## TE MAKEN OPDRACHTEN
1 - Schrijf uit de tekst over de familie Kerssemakers het gedeelte over dat begint bij "Links: de textielfabriek" en eindigt bij "uiteindelijk voor de komst van de rondweg.".
2 - Zet de tekst over de familie Kerssemakers aan de Hoogstraat voort vanaf de plek waar die ophoudt.

## AANGELEVERDE TEKST
================
De invloed van familie Kerssemakers op de Hoogstraat
Rechts naast de pastorie staat het klooster van de Zusters van Liefde. Dit klooster werd met geld en grond van de familie Kerssemakers mogelijk gemaakt. In 1884 werd het klooster in gebruik genomen door zusters uit Schijndel. Zij zetten zich in voor onderwijs, verpleging en daklozen. In 1980 verlaat de orde het klooster. Nu wonen en werken er verschillende organisaties die zich inzetten voor de medemens. De familie Kerssemakers was een belangrijke bron van inkomsten voor de inwoners van Gestel. Twee fabrieken zorgden voor werkgelegenheid: komend vanaf het centrum lag aan de linkerkant van de Hoogstraat de textielfabriek G. Kerssemakers en Zonen (rechts naast het huidige Ritahuis) en voorbij het huidige Franz Leharplein lag aan de rechterkant de sigarenfabriek Keraco. Deze naam was samengesteld uit de naam Kerssemakers-Rath & Co. Het eerdergenoemde Ritahuis vinden we op nummer 231. Het is de voormalige villa van fabrikant Jacques Kerssemakers. Toentertijd droeg de villa de naam Kera. De villa is een rijksmonument en herbergt nu een vrouwenopvang. Rechts van deze villa stond de textielfabriek. In deze fabriek werd linnen en damast geweven. In 1930 brak er brand uit in de fabriek, die weer werd opgebouwd met behoud van de oorspronkelijke gevel. Uiteindelijk moest de fabriek toch wijken voor de komst van de rondweg. Verderop in de Hoogstraat stond de sigarenfabriek Keraco, die in 1946 werd opgeheven. Het duurde tot 1970 voordat het pand werd afgebroken. Tegenover de sigarenfabriek woonde Jan Kerssemakers in een villa.
Links: de textielfabriek van G. Kerssemakers en Zonen aan de Hoogstraat nummer 233. Rechts: in 1930 ontstond brand in de linnenweverij van Kerssemakers. De fabriek werd na de brand weer opgebouwd, maar verdween uiteindelijk voor de komst van de rondweg.
================
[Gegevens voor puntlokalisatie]

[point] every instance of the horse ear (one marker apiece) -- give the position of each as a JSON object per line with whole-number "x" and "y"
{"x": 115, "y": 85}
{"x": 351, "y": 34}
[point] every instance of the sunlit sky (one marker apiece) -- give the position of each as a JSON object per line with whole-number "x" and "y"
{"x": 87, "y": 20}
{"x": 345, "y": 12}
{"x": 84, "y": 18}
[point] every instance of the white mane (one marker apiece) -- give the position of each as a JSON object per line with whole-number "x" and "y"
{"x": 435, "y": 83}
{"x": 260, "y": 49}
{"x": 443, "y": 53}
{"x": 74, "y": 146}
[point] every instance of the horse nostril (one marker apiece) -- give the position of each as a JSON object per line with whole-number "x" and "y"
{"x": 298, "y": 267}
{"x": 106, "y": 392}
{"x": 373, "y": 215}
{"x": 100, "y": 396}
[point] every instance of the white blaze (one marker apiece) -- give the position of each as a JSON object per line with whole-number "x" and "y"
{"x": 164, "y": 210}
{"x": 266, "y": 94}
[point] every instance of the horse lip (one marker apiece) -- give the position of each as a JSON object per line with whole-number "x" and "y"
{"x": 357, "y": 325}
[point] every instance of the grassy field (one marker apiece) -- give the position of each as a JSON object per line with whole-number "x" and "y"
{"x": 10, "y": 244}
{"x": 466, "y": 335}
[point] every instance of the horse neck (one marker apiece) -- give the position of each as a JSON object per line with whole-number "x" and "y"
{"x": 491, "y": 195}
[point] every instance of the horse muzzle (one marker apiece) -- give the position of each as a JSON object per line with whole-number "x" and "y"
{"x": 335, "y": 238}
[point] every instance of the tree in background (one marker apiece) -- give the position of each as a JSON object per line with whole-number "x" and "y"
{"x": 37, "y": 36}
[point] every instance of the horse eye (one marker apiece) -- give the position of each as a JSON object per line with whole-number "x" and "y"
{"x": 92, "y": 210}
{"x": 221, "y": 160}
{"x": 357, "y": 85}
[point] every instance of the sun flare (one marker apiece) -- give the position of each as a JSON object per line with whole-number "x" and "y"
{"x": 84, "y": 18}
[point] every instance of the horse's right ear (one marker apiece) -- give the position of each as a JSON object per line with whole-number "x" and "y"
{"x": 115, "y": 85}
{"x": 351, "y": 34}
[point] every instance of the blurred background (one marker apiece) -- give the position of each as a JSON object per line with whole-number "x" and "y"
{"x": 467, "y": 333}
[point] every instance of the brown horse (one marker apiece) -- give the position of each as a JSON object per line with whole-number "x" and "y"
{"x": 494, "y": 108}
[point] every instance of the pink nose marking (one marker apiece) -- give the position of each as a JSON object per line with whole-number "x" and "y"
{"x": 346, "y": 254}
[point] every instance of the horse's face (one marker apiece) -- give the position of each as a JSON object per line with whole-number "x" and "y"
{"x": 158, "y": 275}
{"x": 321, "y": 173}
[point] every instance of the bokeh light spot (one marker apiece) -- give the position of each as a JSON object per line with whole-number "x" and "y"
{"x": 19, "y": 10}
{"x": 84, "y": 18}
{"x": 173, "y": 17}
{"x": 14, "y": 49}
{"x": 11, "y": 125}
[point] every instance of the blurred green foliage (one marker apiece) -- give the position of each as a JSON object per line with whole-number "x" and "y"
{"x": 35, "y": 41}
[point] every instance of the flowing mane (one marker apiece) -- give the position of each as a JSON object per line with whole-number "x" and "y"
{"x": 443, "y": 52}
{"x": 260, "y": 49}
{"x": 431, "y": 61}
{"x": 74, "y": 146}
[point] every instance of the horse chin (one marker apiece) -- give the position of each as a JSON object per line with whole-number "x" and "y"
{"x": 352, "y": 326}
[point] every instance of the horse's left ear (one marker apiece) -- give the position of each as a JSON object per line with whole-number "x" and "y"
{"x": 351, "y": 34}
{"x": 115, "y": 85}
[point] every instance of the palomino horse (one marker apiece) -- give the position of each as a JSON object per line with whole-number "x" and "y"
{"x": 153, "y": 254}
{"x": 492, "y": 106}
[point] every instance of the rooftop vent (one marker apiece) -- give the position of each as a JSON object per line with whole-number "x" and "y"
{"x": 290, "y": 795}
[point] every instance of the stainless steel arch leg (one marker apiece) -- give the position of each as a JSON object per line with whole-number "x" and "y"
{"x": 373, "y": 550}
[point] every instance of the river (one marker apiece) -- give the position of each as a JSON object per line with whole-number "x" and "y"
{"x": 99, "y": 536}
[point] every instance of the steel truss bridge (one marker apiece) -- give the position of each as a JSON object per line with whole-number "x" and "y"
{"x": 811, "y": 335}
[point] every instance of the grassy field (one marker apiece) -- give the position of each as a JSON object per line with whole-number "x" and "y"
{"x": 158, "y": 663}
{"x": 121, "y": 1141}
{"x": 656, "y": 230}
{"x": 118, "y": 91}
================
## ANTWOORDEN PER OPDRACHT
1 -
Links: de textielfabriek van G. Kerssemakers en Zonen aan de Hoogstraat nummer 233. Rechts: in 1930 ontstond brand in de linnenweverij van Kerssemakers. De fabriek werd na de brand weer opgebouwd, maar verdween uiteindelijk voor de komst van de rondweg.

2 -
Spoorweghuisje en het Rozenknopje
Als we weer terugrijden richting het centrum zien we aan de linkerkant nog een spoor van wat vroeger de spoorlijn van Eindhoven naar Hasselt was. Deze spoorlijn werd Bels lijntje of ook wel het Valkenswaards lijntje genoemd en had op zijn route meerdere overgangen. De spoorlijn werd in 1866 geopend en in 1959 gesloten. Een van deze overgangen werd bewaakt door het spoorweghuisje nr. 38 op de hoek van de Hoogstraat met de Hagenkampweg. Overwegwachter Jan Hagen bediende jarenlang de overwegbomen. Dit spoorweghuisje staat er nog dankzij actie van oplettenden. Op de spoorlijn stonden meer van dit soort huisjes, bijvoorbeeld de stationshalte “Gestel” had nr. 37 en kruiste de Genneperweg bij de Scheidingsstraat. De laatste wachter van dit huisje was de heer van Heertum. Nog verder terug richting het centrum vinden we op de hoek van de Gestelsestraat café en theaterzaal ’t Rozenknopje. In 1896 begon Gerardus Kneepkens een kroeg, die destijds alleen nog maar op de begane grond was. In 1905 bouwde hij een verdieping boven op het pand. Op deze verdieping hadden vele verenigingen hun thuisbasis, waaronder zang- en toneelvereniging Het Rozenknopje. Hieraan dankt de uitspanning haar naam.
De spoorwegovergang van de lijn Eindhoven-Valkenswaard-Hasselt ter hoogte van de Hagenkampweg. Op de achtergrond het spoorweghuisje dat nu nog in de Hoogstraat staat met nummer 37.